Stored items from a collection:
----------------------------------------

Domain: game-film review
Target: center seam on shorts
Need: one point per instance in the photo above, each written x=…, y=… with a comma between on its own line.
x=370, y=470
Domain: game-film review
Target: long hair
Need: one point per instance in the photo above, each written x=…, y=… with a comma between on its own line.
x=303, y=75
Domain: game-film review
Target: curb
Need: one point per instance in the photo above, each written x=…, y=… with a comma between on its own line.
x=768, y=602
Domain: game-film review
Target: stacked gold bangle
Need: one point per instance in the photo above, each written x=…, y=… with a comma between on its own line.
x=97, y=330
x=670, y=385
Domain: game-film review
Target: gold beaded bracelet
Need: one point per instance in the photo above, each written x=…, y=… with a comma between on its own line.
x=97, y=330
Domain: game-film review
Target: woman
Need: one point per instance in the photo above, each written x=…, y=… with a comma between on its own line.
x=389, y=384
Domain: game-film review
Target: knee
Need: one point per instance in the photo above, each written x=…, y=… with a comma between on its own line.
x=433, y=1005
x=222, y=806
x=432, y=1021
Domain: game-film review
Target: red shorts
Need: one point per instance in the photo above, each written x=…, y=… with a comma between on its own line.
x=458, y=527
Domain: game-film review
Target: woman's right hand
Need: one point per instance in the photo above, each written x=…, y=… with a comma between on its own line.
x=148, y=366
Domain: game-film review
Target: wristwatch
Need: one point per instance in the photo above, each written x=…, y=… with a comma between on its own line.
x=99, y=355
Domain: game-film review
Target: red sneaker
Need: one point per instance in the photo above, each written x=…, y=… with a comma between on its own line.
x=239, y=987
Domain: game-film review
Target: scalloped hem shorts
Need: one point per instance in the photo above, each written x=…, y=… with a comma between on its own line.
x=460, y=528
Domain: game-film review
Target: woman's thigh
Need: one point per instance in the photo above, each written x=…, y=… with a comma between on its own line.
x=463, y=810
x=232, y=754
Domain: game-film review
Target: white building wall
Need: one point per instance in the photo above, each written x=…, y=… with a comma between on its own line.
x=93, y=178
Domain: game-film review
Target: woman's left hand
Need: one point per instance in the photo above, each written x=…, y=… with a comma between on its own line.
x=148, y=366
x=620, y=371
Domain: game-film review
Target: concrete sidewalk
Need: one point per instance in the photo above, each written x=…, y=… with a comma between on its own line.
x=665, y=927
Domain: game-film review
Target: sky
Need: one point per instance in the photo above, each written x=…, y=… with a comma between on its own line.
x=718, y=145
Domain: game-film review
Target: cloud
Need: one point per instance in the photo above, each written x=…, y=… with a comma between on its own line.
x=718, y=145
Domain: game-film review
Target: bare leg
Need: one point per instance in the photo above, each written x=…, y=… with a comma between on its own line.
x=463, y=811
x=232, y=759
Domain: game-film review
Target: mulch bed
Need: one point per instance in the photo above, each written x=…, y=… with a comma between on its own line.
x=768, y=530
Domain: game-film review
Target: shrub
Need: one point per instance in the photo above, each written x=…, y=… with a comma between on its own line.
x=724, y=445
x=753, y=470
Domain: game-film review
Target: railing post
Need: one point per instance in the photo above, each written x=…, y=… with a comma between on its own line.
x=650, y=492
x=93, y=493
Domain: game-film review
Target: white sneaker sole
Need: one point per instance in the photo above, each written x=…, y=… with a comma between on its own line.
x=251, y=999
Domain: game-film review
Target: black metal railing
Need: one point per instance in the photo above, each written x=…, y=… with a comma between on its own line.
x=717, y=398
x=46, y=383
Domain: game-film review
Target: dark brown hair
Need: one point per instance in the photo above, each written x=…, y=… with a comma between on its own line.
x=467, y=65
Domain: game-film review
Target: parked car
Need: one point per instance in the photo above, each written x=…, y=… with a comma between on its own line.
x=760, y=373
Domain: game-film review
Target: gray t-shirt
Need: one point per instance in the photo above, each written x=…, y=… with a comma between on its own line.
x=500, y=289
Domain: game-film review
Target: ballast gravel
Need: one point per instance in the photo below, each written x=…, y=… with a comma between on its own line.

----------------------------------------

Your task: Tally the lines above that contain the string "gold". Respond with the total alone.

Response area: 2